● Work instructions
Extract the passage of the Metrolink sentencing article that starts at "Another juror admitted" and ends at "the convicted man.", copying it word for word.

● Source text
Today jurors gave Juan Alvarez the gift of life 11 times over by sparing him the death penalty, instead sentencing him to life in prison without the possibility of parole. In June the panel had convicted Alvarez of first-degree murder for his role in the January, 2005 Metrolink train derailment that claimed 11 lives.

At the time the then-25-year-old Compton man told authorities he’d parked his Jeep on Metrolink tracks in Glendale as part of a planned suicide. If that was so, he beat death on that day too, by walking away from his vehicle — although the cataclysmic crash that resulted claimed the lives of 10 commuters and a conductor.

On Monday, Deputy District Attorney John Monaghan had argued before the jury to sentence Alvarez to death. Department 101 of L.A.’s Criminal Courts Building, presided over by Judge William Pounders, was packed with family survivors of the victims (many wearing black rubber memorial wristbands), along with Glendale cops and members of the EMT crews who responded to the scene of carnage three and a half years ago.

“Mr. Alvarez cares about no one but himself,” the gray crew-cutted prosecutor told jurors. Monaghan described Alvarez as “an anti-social bully” who, even while in prison following the train wreck, has been busted for selling heroin, extorting money from inmates, secreting contraband razor blades in his clothing and trading away his anti-depression medication. Monaghan had concluded his Monday call for Alvarez’s death by showing photographs of all 11 train-wreck victims in the bloom of life – followed by the gruesome images of their twisted corpses.

Yet the jury only took three hours today to rule out execution. Jurors looked grim as they filed into a room that included Phil Spector-trial prosecutors Alan Jackson and Patrick Dixon, as well as deputy district attorneys Truc Do and Bobby Grace, who this morning had won double life sentences for Black Widows Helen Golay and Olga Rutterschmidt, the two elderly women who had been convicted in the murder-for-profit of two homeless men.

A collective sigh went up in the room when a court clerk announced that jurors had sentenced Alvarez to life without parole on Count One – everyone knew the remaining counts would carry ditto marks, and they did. Alvarez, wearing a charcoal gray dress shirt and tan Dockers, betrayed no emotion as the counts were read. Afterward, three male jurors appeared before the media to answer questions, while declining to give their names. The foreman, a 27-year-old education professional, sometimes referred to the defendant as “Juan.”

“I don’t believe,” the foreman said, “Mr. Alvarez intended to commit suicide that morning – but he also did not have the intent to kill anyone. I think he wanted to make a statement . . . He clearly wasn’t thinking.”

Another juror admitted that Alvarez’s tormented childhood, which had been documented during the trial, “had a lot to do” with the mercy the jury ultimately bestowed upon the convicted man.

The feeling among the non-media spectators seemed to be one of vague disappointment that Alvarez had beaten a date with the executioner.

“We wanted the most severe penalty and that was death,” said Henry Romero, whose uncle had perished in the wreck. Still, Romero said he and his family respected the jury’s decision.

● Dataset records
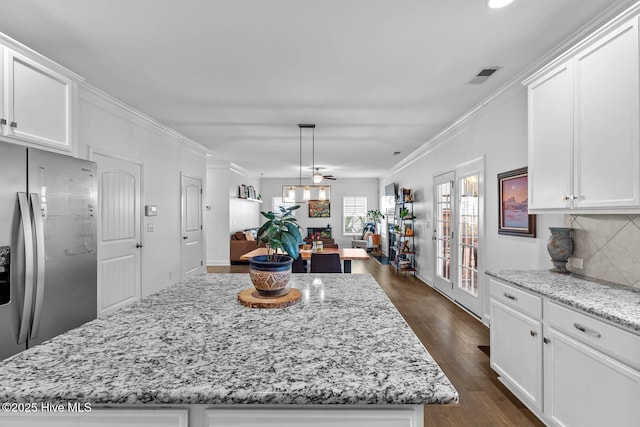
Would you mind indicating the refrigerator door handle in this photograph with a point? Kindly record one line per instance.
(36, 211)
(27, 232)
* * *
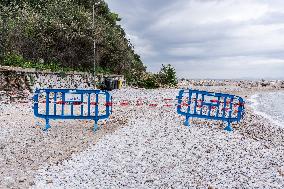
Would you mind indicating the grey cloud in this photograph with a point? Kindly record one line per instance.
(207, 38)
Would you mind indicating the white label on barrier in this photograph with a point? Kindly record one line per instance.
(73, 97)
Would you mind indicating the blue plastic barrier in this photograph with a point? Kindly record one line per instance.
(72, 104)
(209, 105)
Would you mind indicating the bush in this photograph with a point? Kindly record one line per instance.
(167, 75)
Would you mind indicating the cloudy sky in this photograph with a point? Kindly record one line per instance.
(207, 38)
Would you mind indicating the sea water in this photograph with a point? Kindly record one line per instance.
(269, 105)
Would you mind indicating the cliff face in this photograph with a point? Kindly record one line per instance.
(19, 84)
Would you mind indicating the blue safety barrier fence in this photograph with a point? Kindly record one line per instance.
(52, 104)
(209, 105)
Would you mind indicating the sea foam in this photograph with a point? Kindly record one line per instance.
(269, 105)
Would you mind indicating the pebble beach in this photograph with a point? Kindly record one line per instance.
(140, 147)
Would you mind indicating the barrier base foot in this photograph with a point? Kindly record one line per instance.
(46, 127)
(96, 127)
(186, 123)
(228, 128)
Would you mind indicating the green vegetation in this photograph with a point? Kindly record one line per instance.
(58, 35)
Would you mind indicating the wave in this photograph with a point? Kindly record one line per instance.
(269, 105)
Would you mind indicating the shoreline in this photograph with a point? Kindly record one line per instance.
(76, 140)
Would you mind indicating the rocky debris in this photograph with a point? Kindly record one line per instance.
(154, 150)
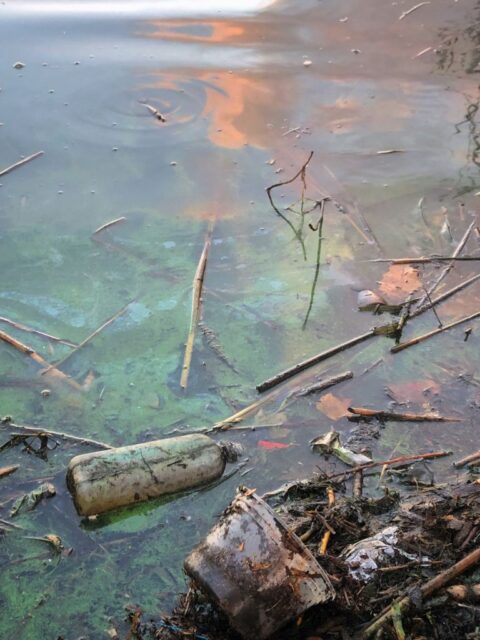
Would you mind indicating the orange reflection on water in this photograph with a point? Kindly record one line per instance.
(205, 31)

● Your solution
Another juror admitted that Alvarez’s tormented childhood, which had been documented during the trial, “had a lot to do” with the mercy the jury ultimately bestowed upon the convicted man.